- _WAS ZU TUN IST_
Kopiere aus dem Text zur Gemeinnützigkeit wörtlich den Abschnitt, der mit den Worten „Ebenfalls in der“ anfängt und mit „Förderung der Menschenrechte.“ aufhört.

- _VORLIEGENDER TEXT_
┏━━

Ebenfalls in der Diskussion ist die Frage, ob es zu einer Verbesserung für Organisationen kommen soll, die sich für Demokratie und Menschenrechte einsetzen. Diesen droht der Verlust des Gemeinnützigkeitsstatus, weil nach der Rechtsprechung des BFH der aktuelle Gemeinnützigkeitskatalog einer gemeinnützigen Organisation kein allgemeinpolitisches Mandat zubilligt (Vgl. hierzu novus Öffentliche Hand & Gemeinnützigkeit 3. Ausgabe 2019, Seite 12).
Daneben werden auch noch weitere Ergänzungen des Gemeinnützigkeitskatalogs diskutiert, u. a. die Förderung der Integration, die Förderung des Klimaschutzes sowie die Förderung der Menschenrechte.
Bereits Eingang in den Gesetzgebungsprozess des Jahressteuergesetzes 2019 hatte zunächst die Anhebung der Übungsleiterpauschale sowie der Ehrenamtspauschale gefunden. Diese Punkte sind jedoch in der nunmehr vom Bundestag verabschiedeten Fassung nicht mehr enthalten. Es bleibt abzuwarten, ob sie einem Gemeinnützigkeitsreformgesetz vorbehalten bleiben sollen.

┗━━

- _Gespeicherte Einträge aus einer Sammlung_
┏━━

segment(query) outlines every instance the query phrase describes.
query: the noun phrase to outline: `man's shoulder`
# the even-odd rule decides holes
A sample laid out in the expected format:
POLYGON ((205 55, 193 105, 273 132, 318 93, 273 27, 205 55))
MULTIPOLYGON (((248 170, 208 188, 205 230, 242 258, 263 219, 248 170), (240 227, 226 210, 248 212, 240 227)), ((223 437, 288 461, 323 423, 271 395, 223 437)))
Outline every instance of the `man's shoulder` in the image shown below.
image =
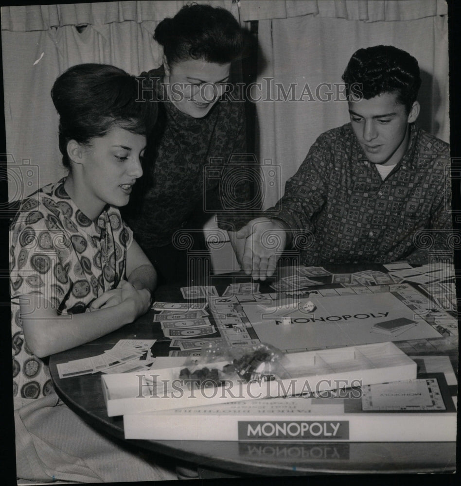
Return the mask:
POLYGON ((419 150, 434 155, 449 156, 450 145, 448 143, 420 127, 415 126, 415 129, 418 137, 419 150))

┗━━

- _LÖSUNG DIESER AUFGABE_
Ebenfalls in der Diskussion ist die Frage, ob es zu einer Verbesserung für Organisationen kommen soll, die sich für Demokratie und Menschenrechte einsetzen. Diesen droht der Verlust des Gemeinnützigkeitsstatus, weil nach der Rechtsprechung des BFH der aktuelle Gemeinnützigkeitskatalog einer gemeinnützigen Organisation kein allgemeinpolitisches Mandat zubilligt (Vgl. hierzu novus Öffentliche Hand & Gemeinnützigkeit 3. Ausgabe 2019, Seite 12).
Daneben werden auch noch weitere Ergänzungen des Gemeinnützigkeitskatalogs diskutiert, u. a. die Förderung der Integration, die Förderung des Klimaschutzes sowie die Förderung der Menschenrechte.